::: Dados extraídos
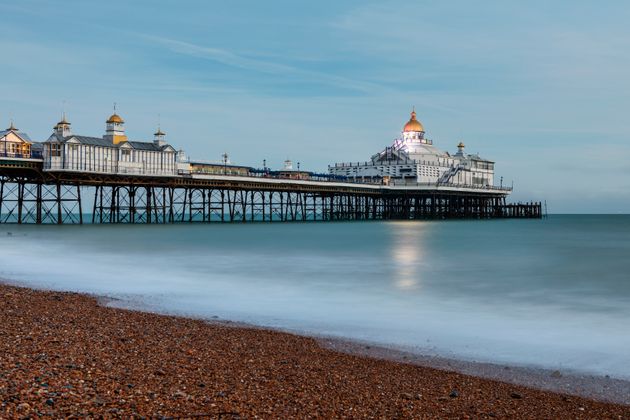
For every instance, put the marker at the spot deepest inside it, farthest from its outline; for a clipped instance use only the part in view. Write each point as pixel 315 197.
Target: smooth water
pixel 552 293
::::::
::: Dados extraídos
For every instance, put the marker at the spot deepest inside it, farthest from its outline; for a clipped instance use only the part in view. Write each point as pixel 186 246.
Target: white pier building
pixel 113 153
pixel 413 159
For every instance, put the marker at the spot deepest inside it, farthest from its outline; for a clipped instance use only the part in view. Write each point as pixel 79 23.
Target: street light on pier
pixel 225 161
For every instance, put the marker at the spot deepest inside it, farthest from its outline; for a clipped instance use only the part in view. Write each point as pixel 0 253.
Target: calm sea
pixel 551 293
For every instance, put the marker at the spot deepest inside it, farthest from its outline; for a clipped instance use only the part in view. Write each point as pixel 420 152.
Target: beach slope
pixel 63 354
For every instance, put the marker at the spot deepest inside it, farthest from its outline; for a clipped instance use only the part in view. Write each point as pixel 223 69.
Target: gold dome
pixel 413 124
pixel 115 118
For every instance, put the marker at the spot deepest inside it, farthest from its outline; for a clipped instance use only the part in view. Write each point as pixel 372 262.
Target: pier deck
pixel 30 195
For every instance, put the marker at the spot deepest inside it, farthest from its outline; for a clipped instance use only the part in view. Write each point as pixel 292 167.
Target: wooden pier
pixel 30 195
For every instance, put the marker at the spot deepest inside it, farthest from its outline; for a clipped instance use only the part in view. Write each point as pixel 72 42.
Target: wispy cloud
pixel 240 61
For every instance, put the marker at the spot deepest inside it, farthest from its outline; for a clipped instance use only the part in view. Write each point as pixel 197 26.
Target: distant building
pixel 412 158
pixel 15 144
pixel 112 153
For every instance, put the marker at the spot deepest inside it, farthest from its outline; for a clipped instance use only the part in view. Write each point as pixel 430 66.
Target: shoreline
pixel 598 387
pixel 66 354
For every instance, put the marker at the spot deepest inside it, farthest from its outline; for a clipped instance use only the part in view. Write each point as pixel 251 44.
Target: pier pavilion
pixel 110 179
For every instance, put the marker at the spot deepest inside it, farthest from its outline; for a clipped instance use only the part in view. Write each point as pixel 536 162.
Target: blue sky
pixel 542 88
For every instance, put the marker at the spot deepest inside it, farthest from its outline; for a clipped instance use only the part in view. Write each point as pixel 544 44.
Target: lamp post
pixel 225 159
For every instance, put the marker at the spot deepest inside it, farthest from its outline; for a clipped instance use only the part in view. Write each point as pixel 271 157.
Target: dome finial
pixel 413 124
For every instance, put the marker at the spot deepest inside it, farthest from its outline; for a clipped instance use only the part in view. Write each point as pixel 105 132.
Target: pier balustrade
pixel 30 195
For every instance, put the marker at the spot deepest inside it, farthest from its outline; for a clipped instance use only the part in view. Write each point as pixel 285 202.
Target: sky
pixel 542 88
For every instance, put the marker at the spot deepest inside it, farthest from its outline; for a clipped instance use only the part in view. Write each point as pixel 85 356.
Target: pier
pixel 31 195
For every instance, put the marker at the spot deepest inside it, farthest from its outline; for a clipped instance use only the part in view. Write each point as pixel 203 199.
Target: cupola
::::::
::: Dados extraídos
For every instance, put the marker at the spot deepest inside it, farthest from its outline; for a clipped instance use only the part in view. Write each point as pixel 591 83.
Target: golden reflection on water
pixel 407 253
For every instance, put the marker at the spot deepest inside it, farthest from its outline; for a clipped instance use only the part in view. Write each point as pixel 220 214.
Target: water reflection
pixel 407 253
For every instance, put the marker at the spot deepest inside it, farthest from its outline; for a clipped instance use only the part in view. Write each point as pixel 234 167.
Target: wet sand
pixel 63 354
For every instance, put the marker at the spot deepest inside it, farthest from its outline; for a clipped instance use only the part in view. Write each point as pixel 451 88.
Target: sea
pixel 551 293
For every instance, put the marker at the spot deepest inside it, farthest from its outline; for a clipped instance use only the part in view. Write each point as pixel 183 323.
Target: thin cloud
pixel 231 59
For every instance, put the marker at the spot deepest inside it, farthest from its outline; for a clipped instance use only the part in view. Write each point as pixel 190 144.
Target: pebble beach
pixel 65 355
::::::
Enunciado:
Reproduza integralmente as linhas do trecho que abre com a linha que contém "pixel 234 167." e fecha com a que contém "pixel 65 355", ambas incluídas. Multiplique por 2,3 somente as coordenadas das respostas e arredonde para inteiros, com as metades para cima; os demais números permanecem inalterados.

Resolução do exercício:
For every instance, put the marker at the spot deepest inside it, farthest from its outline; for a clipped instance use only the part in view. Write each point as pixel 234 167.
Target: wet sand
pixel 145 814
For every instance, put the marker at the spot deepest inside it, farthest from its outline; for a clipped instance use only the part in view. Write each point as pixel 451 88.
Target: sea
pixel 1267 674
For every instance, put the marker at the spot deepest inside it, farthest from its outline; for a clipped instance use only the part in view. Write each point as pixel 183 323.
Target: thin cloud
pixel 531 136
For every instance, put the marker at the spot deepest inside it, farthest from its outline; for a clipped instance use only the part in view. Write each point as pixel 190 144.
Target: pebble beach
pixel 150 817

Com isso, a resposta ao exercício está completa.